─── Data ───
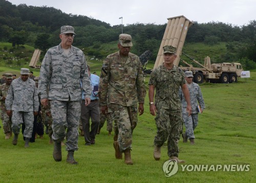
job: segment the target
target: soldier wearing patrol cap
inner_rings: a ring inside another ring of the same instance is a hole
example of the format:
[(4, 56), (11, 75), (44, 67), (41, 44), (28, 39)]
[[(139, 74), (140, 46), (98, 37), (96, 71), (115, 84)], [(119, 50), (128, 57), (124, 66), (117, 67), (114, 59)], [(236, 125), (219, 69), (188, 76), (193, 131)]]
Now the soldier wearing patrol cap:
[(124, 152), (124, 162), (132, 165), (132, 134), (137, 125), (138, 111), (140, 115), (144, 112), (146, 90), (139, 57), (130, 53), (132, 36), (120, 34), (117, 45), (119, 51), (108, 56), (103, 62), (99, 95), (101, 112), (105, 115), (109, 104), (117, 123), (114, 137), (116, 158), (122, 159)]
[(12, 81), (12, 74), (6, 73), (5, 74), (6, 82), (0, 86), (0, 109), (1, 110), (1, 119), (3, 121), (4, 133), (5, 134), (5, 139), (9, 139), (12, 135), (12, 120), (11, 117), (6, 113), (5, 100), (7, 96), (11, 83)]
[(6, 112), (9, 116), (12, 117), (12, 129), (14, 134), (12, 144), (17, 145), (20, 124), (24, 122), (26, 126), (23, 134), (25, 147), (29, 147), (34, 116), (37, 115), (39, 108), (35, 83), (29, 78), (29, 69), (20, 69), (20, 77), (12, 82), (5, 100)]
[(53, 118), (53, 158), (57, 162), (61, 161), (61, 143), (66, 137), (66, 161), (72, 164), (77, 164), (74, 159), (74, 152), (78, 149), (81, 81), (86, 106), (90, 103), (92, 92), (84, 54), (72, 45), (74, 31), (72, 26), (60, 28), (60, 43), (49, 49), (42, 60), (38, 88), (41, 104), (46, 108), (50, 100)]
[[(198, 123), (198, 113), (202, 113), (204, 109), (204, 101), (199, 85), (193, 82), (193, 72), (192, 71), (185, 72), (185, 79), (189, 91), (190, 103), (192, 107), (192, 113), (189, 116), (186, 109), (187, 102), (185, 99), (183, 93), (180, 89), (179, 96), (181, 101), (182, 107), (182, 118), (184, 124), (186, 127), (186, 132), (183, 133), (183, 142), (187, 142), (189, 139), (190, 144), (195, 144), (195, 135), (194, 131)], [(198, 103), (199, 103), (198, 104)]]
[[(185, 81), (183, 71), (174, 65), (176, 59), (176, 48), (171, 45), (163, 47), (163, 65), (158, 66), (151, 73), (148, 82), (148, 96), (151, 114), (156, 117), (157, 131), (155, 137), (154, 158), (160, 159), (161, 147), (167, 140), (168, 155), (170, 160), (184, 163), (178, 159), (178, 142), (182, 132), (181, 104), (179, 98), (180, 87), (187, 102), (188, 115), (191, 113), (189, 93)], [(155, 102), (154, 97), (156, 89)]]

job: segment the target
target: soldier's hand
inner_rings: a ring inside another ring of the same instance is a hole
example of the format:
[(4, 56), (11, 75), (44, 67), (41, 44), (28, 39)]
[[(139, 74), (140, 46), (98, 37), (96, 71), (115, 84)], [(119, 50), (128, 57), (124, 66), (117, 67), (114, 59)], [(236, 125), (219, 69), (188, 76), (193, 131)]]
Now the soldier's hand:
[(12, 116), (12, 111), (11, 110), (7, 110), (6, 114), (7, 114), (7, 115), (8, 115), (8, 116), (9, 116), (9, 117)]
[(38, 111), (34, 111), (34, 116), (36, 116), (38, 115)]
[(46, 108), (48, 105), (48, 99), (47, 98), (42, 99), (41, 100), (41, 103), (44, 107)]
[(140, 103), (139, 104), (139, 112), (140, 113), (139, 116), (144, 113), (144, 106), (143, 103)]
[(151, 114), (153, 116), (156, 116), (157, 111), (157, 108), (156, 107), (156, 106), (155, 106), (154, 103), (150, 105), (150, 114)]
[(86, 106), (88, 106), (91, 103), (91, 98), (86, 98), (84, 99), (84, 103), (86, 104)]
[(101, 113), (104, 115), (105, 115), (106, 113), (108, 113), (108, 106), (101, 106), (100, 109), (101, 110)]

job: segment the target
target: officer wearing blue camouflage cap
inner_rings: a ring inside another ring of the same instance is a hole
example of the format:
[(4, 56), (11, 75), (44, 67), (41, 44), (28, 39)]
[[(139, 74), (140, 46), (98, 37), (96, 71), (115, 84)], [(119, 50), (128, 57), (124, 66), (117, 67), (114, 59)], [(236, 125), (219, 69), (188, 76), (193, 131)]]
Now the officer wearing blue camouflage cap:
[(156, 115), (155, 119), (157, 128), (154, 142), (154, 158), (160, 160), (161, 147), (167, 140), (169, 159), (175, 160), (179, 163), (184, 163), (183, 160), (178, 159), (178, 142), (183, 124), (179, 89), (181, 87), (187, 102), (188, 115), (191, 112), (189, 93), (183, 71), (174, 65), (177, 58), (176, 48), (172, 45), (166, 45), (163, 48), (164, 62), (151, 73), (148, 82), (150, 113), (153, 116)]
[(82, 90), (84, 91), (86, 106), (90, 103), (92, 91), (84, 54), (72, 45), (74, 31), (70, 25), (60, 28), (61, 42), (47, 51), (40, 70), (38, 87), (42, 104), (46, 107), (50, 102), (53, 158), (57, 162), (61, 161), (61, 143), (66, 137), (66, 161), (72, 164), (77, 164), (74, 152), (78, 149)]
[(6, 113), (12, 117), (12, 129), (14, 134), (12, 144), (17, 145), (20, 124), (24, 122), (25, 147), (29, 147), (34, 116), (37, 115), (39, 108), (37, 89), (35, 82), (29, 78), (29, 69), (20, 69), (20, 77), (12, 82), (5, 100)]

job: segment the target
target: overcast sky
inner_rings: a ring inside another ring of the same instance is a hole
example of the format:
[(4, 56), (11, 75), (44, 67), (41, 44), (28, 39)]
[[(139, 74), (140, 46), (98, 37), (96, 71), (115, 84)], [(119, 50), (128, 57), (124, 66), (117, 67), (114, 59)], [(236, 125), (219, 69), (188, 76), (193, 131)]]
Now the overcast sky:
[[(47, 6), (93, 18), (111, 25), (137, 22), (163, 24), (184, 15), (198, 23), (222, 22), (241, 26), (256, 19), (256, 0), (8, 0), (12, 4)], [(122, 17), (122, 19), (119, 17)]]

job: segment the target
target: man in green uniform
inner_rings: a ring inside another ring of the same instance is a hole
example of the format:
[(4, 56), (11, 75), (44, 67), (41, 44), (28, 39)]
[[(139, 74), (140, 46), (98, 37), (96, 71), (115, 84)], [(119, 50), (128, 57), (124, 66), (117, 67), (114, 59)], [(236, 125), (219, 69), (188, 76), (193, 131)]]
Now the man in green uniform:
[(106, 114), (108, 105), (117, 125), (114, 137), (116, 158), (121, 159), (123, 152), (124, 162), (128, 165), (133, 164), (132, 134), (138, 120), (138, 103), (141, 115), (146, 94), (139, 57), (130, 53), (132, 46), (131, 35), (119, 35), (119, 51), (104, 61), (99, 89), (101, 112)]
[(189, 93), (185, 84), (183, 71), (174, 65), (177, 58), (176, 49), (166, 45), (163, 47), (163, 50), (164, 62), (152, 72), (148, 82), (150, 113), (153, 116), (156, 114), (155, 119), (157, 128), (154, 141), (154, 157), (156, 160), (160, 160), (161, 147), (168, 139), (168, 155), (170, 160), (184, 163), (184, 161), (178, 158), (178, 143), (182, 132), (183, 124), (181, 104), (178, 96), (180, 86), (187, 103), (188, 115), (191, 112)]

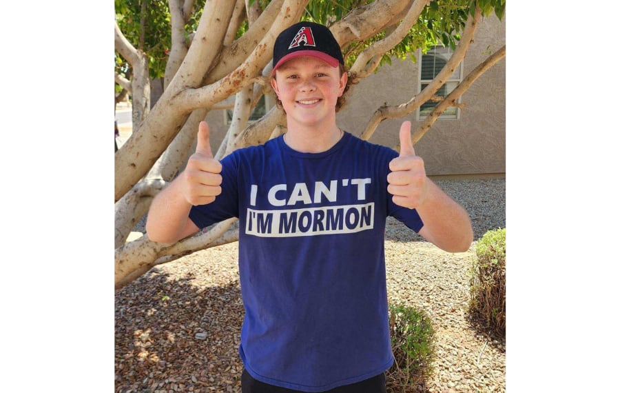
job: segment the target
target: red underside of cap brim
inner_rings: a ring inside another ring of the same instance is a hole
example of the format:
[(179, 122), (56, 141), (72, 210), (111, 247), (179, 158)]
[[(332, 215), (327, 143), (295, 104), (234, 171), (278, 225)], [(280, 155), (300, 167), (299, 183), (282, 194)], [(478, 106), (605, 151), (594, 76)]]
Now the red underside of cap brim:
[(276, 72), (280, 66), (284, 64), (285, 62), (288, 61), (291, 59), (294, 59), (295, 57), (300, 57), (302, 56), (309, 56), (310, 57), (316, 57), (316, 59), (319, 59), (320, 60), (322, 60), (325, 63), (329, 64), (331, 66), (335, 68), (338, 66), (338, 60), (331, 56), (329, 56), (327, 53), (323, 53), (322, 52), (319, 52), (318, 50), (298, 50), (296, 52), (293, 52), (289, 53), (280, 59), (280, 61), (276, 64), (276, 66), (273, 67), (273, 71)]

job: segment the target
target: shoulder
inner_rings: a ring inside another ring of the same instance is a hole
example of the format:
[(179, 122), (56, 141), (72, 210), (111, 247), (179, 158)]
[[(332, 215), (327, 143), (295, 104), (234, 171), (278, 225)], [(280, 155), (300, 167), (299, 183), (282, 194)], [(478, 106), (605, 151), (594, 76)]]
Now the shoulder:
[(398, 152), (391, 148), (364, 141), (351, 134), (349, 135), (350, 148), (353, 149), (354, 152), (369, 154), (379, 159), (391, 160), (394, 157), (398, 157)]

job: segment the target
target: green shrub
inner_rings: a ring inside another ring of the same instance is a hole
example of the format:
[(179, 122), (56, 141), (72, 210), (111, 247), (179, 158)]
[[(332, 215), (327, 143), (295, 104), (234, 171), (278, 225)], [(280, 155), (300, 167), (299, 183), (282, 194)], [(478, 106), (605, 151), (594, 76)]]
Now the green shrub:
[(433, 372), (435, 330), (422, 310), (390, 306), (390, 334), (394, 364), (386, 372), (389, 392), (417, 392)]
[(490, 230), (478, 241), (470, 277), (469, 312), (487, 327), (506, 334), (506, 228)]

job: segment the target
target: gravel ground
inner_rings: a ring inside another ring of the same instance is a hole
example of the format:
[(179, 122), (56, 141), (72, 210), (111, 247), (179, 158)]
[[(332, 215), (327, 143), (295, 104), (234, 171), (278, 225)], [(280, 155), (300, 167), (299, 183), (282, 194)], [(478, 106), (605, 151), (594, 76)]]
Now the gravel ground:
[[(428, 392), (506, 391), (506, 343), (466, 312), (477, 241), (506, 228), (506, 180), (437, 180), (470, 213), (467, 252), (443, 252), (390, 220), (386, 264), (391, 304), (426, 311), (437, 356)], [(152, 269), (116, 292), (116, 393), (240, 392), (237, 353), (243, 315), (237, 243), (195, 252)]]

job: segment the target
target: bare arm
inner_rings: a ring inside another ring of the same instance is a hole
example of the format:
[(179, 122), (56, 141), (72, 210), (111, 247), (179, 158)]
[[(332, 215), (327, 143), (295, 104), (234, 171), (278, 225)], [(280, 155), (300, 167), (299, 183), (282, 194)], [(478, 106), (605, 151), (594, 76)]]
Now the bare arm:
[(442, 250), (466, 251), (473, 241), (467, 212), (426, 177), (424, 161), (411, 145), (411, 123), (400, 128), (400, 155), (390, 163), (388, 192), (400, 206), (416, 209), (424, 226), (420, 234)]
[(222, 164), (213, 158), (209, 142), (209, 126), (198, 126), (196, 152), (189, 157), (185, 170), (153, 200), (147, 217), (149, 239), (160, 243), (174, 243), (198, 230), (189, 219), (192, 205), (210, 203), (222, 189)]

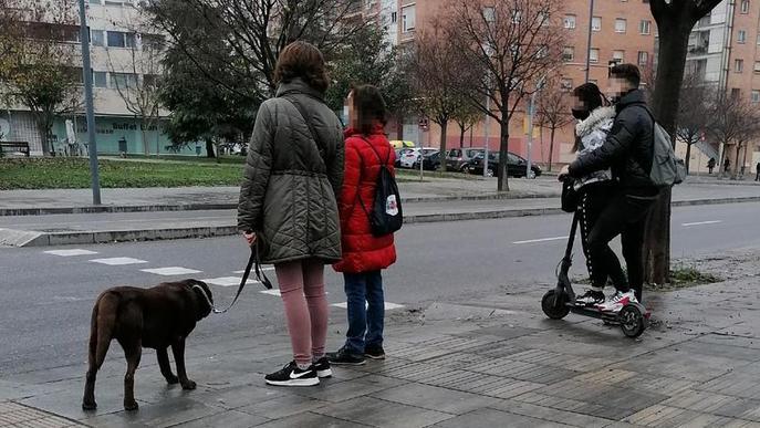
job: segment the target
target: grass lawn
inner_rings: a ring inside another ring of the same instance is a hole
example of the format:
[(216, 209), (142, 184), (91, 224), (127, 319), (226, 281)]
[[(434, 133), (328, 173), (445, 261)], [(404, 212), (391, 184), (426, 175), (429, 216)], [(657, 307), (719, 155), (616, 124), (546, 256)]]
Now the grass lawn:
[[(101, 160), (100, 174), (101, 186), (108, 188), (238, 186), (242, 165)], [(89, 187), (90, 160), (86, 158), (0, 159), (1, 190)]]

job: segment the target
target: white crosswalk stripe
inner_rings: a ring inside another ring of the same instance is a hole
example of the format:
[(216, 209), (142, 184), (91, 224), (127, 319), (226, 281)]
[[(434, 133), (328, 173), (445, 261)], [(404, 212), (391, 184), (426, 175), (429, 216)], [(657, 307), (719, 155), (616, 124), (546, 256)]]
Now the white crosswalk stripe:
[(156, 269), (140, 269), (140, 272), (155, 273), (157, 275), (173, 276), (173, 275), (189, 275), (192, 273), (200, 273), (195, 269), (187, 269), (180, 267), (156, 268)]
[(145, 261), (145, 260), (133, 259), (129, 257), (114, 257), (114, 258), (110, 258), (110, 259), (93, 259), (90, 261), (93, 263), (107, 264), (111, 267), (117, 267), (117, 265), (124, 265), (124, 264), (147, 263), (147, 261)]
[(60, 257), (73, 257), (73, 255), (92, 255), (92, 254), (97, 254), (97, 251), (90, 251), (90, 250), (80, 250), (80, 249), (73, 249), (73, 250), (50, 250), (50, 251), (43, 251), (45, 254), (53, 254), (53, 255), (60, 255)]
[[(331, 306), (341, 307), (341, 309), (347, 309), (347, 307), (348, 307), (348, 303), (347, 303), (347, 302), (343, 302), (343, 303), (333, 303), (333, 304), (331, 304)], [(364, 306), (366, 307), (367, 304), (365, 303)], [(402, 309), (402, 307), (404, 307), (403, 304), (385, 302), (385, 310), (386, 310), (386, 311), (393, 311), (393, 310), (397, 310), (397, 309)]]

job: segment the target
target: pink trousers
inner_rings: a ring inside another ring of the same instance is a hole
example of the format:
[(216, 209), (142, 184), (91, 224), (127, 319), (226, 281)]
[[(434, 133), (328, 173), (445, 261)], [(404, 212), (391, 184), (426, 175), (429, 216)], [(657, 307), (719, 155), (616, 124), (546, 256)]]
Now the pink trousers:
[(324, 264), (300, 260), (274, 265), (285, 305), (293, 357), (300, 366), (324, 356), (330, 309), (324, 292)]

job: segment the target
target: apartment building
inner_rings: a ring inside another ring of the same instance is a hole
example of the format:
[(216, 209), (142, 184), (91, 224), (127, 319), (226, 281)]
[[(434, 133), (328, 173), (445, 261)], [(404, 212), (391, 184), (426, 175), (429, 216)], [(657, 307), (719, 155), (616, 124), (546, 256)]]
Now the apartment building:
───
## Set exercise
Output the stretch from the first line through the line containing "Now the soldier wearing" verbatim, both ends included, and omit the pictures from your answer.

## Complete output
job: segment the target
target: soldier wearing patrol cap
inner_rings: a ring inside another ring of the same instance is a hole
example of the format:
[(4, 56), (11, 75), (44, 67), (41, 44), (28, 39)]
[[(139, 74), (140, 46), (98, 37), (96, 71), (115, 84)], [(119, 50), (128, 57), (124, 66), (117, 67), (114, 59)], [(236, 125), (219, 69), (188, 76), (193, 131)]]
Now the soldier wearing patrol cap:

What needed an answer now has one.